▶ _What to produce_
Set down the material once more, exactly as it appears.

▶ _Records of labeled points_
* Start *
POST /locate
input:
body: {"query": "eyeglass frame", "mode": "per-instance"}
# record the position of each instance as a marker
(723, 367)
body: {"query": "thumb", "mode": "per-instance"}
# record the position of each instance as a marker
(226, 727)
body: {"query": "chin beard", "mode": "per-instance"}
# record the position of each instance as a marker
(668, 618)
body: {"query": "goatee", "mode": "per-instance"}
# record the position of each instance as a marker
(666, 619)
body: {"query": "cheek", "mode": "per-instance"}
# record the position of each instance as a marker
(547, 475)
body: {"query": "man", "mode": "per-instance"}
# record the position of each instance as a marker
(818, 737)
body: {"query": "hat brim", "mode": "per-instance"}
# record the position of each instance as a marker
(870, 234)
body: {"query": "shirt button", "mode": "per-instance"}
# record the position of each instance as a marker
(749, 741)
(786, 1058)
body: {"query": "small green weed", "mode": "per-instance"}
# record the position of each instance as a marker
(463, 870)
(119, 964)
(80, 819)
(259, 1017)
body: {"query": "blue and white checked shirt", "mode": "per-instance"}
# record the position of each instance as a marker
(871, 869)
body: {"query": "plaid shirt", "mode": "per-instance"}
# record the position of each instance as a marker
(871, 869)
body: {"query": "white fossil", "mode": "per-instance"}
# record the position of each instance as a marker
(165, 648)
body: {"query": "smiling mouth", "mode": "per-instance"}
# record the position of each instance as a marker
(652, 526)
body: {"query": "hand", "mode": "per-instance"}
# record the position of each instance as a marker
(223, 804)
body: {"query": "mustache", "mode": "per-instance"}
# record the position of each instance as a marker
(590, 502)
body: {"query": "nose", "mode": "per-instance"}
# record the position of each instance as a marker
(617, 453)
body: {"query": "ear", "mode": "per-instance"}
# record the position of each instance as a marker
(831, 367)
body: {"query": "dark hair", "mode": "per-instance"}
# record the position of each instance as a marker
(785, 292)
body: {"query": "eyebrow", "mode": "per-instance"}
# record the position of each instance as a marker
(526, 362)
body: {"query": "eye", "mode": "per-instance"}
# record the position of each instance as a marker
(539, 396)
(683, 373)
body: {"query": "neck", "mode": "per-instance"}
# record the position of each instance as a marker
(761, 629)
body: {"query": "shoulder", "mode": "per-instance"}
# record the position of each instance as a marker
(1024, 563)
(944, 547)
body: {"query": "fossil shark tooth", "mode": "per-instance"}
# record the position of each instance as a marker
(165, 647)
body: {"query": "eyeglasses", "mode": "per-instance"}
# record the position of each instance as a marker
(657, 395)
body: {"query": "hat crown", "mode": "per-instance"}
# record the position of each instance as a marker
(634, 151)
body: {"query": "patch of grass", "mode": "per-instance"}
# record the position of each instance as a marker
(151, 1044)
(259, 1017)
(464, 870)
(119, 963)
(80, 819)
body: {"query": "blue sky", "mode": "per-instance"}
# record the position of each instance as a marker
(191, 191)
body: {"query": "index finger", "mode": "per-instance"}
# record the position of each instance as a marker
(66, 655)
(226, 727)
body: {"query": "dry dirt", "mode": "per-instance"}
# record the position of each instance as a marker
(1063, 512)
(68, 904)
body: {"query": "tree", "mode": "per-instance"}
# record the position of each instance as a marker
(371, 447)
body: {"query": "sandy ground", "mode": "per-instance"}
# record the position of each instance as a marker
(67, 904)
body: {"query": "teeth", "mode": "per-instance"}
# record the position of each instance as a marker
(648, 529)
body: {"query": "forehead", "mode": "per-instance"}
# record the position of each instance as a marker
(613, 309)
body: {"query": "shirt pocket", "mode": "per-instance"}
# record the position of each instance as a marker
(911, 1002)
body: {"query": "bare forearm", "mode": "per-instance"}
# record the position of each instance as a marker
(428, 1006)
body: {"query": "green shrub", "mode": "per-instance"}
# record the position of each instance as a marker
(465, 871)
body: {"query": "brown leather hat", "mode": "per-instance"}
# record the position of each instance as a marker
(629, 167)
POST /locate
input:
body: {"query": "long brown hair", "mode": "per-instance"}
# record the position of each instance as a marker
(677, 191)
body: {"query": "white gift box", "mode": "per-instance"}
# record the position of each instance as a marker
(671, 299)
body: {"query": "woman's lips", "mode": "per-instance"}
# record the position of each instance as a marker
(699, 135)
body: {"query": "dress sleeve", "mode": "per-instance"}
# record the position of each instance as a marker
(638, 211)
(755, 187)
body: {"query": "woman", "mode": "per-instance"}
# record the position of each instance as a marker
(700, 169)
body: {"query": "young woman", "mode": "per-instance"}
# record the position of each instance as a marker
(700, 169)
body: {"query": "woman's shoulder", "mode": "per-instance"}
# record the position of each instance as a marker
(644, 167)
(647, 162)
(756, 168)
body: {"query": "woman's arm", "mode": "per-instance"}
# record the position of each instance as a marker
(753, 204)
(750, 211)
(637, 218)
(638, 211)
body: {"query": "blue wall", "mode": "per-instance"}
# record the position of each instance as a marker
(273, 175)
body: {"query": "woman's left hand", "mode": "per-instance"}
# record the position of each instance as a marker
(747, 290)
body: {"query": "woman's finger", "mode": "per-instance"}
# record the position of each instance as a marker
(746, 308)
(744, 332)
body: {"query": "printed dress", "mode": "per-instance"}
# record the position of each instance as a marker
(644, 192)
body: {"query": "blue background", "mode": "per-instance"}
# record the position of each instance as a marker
* End *
▶ _Complete answer_
POST /locate
input:
body: {"query": "eyeglass frame", "mode": "per-instance"}
# record the position of each instance as a marker
(723, 367)
body: {"query": "thumb", "mode": "per-instance"}
# record the position of each instance as a marker
(226, 727)
body: {"query": "chin beard", "mode": "per-instance"}
# record the position of each instance as a marker
(668, 618)
body: {"query": "goatee", "mode": "per-instance"}
# record the position of each instance as a marker
(666, 619)
body: {"query": "cheek", "mode": "per-instance"}
# record the position of each instance as a marker
(547, 475)
body: {"query": "man", "mode": "per-instance"}
# record the position of each instance as a marker
(818, 737)
body: {"query": "hat brim", "mode": "per-instance"}
# record the position of each instance as a marker
(870, 234)
body: {"query": "shirt button", "mode": "per-instance"}
# record the position of each instance as a marker
(749, 741)
(786, 1058)
body: {"query": "small green weed", "mode": "per-instance"}
# record the position of each instance as a marker
(463, 870)
(119, 964)
(80, 819)
(259, 1017)
body: {"query": "blue and white checked shirt", "mode": "per-instance"}
# record the position of each instance as a marker
(871, 869)
body: {"query": "plaid shirt", "mode": "per-instance"}
# record the position of each instance as a marker
(871, 869)
body: {"query": "white fossil", "mode": "per-instance"}
# record the position of each instance as a marker
(165, 648)
body: {"query": "smiling mouth", "mode": "per-instance"}
# record the position of each instance as a marker
(652, 526)
body: {"query": "hand", "mode": "per-instance"}
# record the position of each instance as a marker
(223, 804)
body: {"query": "mustache", "mode": "per-instance"}
# record the position of each instance as a marker
(590, 502)
body: {"query": "nose", "mode": "per-instance"}
# record the position of each instance as a marker
(617, 453)
body: {"query": "ear", "mode": "per-instance"}
# record the position of each instance as a marker
(831, 367)
body: {"query": "dark hair", "mode": "per-instance"}
# record the position of each instance as a marker
(785, 292)
body: {"query": "eyebrow", "mode": "per-instance"}
# record the position of each instance as a marker
(526, 362)
body: {"query": "eye", "mode": "per-instance"}
# record the position of each instance as a marker
(539, 396)
(683, 373)
body: {"query": "neck", "mode": "per-instance"}
# record the position of each instance as a marker
(761, 629)
body: {"query": "shoulder", "mode": "per-instance"}
# record the position of each instance as a marker
(1024, 563)
(944, 547)
body: {"query": "fossil shark tooth", "mode": "per-instance"}
# record the position of each instance as a marker
(165, 647)
body: {"query": "eyeglasses", "mode": "per-instance"}
# record the position of each instance as a marker
(657, 395)
body: {"query": "hat crown", "mode": "per-instance"}
# record the position of each instance as a marker
(634, 151)
body: {"query": "patch of grass", "mode": "per-instance"}
# record the position of each instance as a marker
(151, 1044)
(259, 1017)
(464, 870)
(119, 963)
(80, 819)
body: {"query": "blue sky", "mode": "per-instance"}
# record the position of each instance as a marker
(191, 191)
body: {"query": "index finger", "mode": "per-instance"}
# record the position of each instance as a marker
(66, 655)
(226, 727)
body: {"query": "dry dirt", "mode": "per-instance"}
# record the position of each instance as a marker
(1063, 512)
(68, 904)
body: {"query": "tree", "mode": "per-instance"}
# record the position of each instance as a marker
(371, 447)
body: {"query": "sandy ground", "mode": "per-instance"}
# record the position of each instance as a marker
(67, 904)
body: {"query": "teeth", "mode": "per-instance"}
# record the position of each instance as a marker
(648, 529)
body: {"query": "forehead", "mode": "per-instance"}
# record the position of each instance as a marker
(613, 309)
body: {"query": "shirt pocket", "mode": "per-instance"}
# record the position of each instance as a marker
(911, 1002)
body: {"query": "bare forearm", "mode": "per-instance"}
# record the position of each instance as a marker
(428, 1006)
body: {"query": "green shrub", "mode": "per-instance"}
# record the position of each instance as a marker
(465, 871)
body: {"query": "brown leather hat", "mode": "per-instance"}
# record the position of each instance as a marker
(629, 167)
POST /locate
input:
body: {"query": "long brown hair", "mode": "per-instance"}
# record the position of each instance as a marker
(677, 191)
body: {"query": "white gift box", "mode": "per-instance"}
# record the position of each instance as a marker
(671, 299)
body: {"query": "woman's lips", "mode": "per-instance"}
# record the position of each instance as a marker
(699, 135)
body: {"query": "dress sleeve", "mode": "per-instance"}
# record the position of each instance as a marker
(638, 211)
(755, 187)
body: {"query": "woman", "mode": "per-instance"}
# record the position of each instance as a marker
(700, 169)
body: {"query": "young woman", "mode": "per-instance"}
# record the position of each instance as a marker
(700, 169)
body: {"query": "woman's shoulder", "mode": "per-instance"}
# record the position of each instance as a marker
(644, 167)
(647, 162)
(756, 168)
body: {"query": "woman's arm", "mode": "per-instance"}
# record the position of each instance as a marker
(753, 204)
(750, 211)
(637, 218)
(638, 211)
body: {"query": "blue wall", "mode": "per-instance"}
# record the position of each instance as a marker
(273, 175)
body: {"query": "woman's left hand", "mode": "per-instance"}
# record the position of each instance as a marker
(747, 290)
body: {"query": "woman's finger", "mode": "per-instance"}
# record the position of each instance as a marker
(746, 308)
(744, 332)
body: {"query": "printed dress", "mode": "per-instance"}
# record the position of each instance as a marker
(644, 192)
body: {"query": "blue background", "mode": "per-instance"}
# record the position of each instance as a marker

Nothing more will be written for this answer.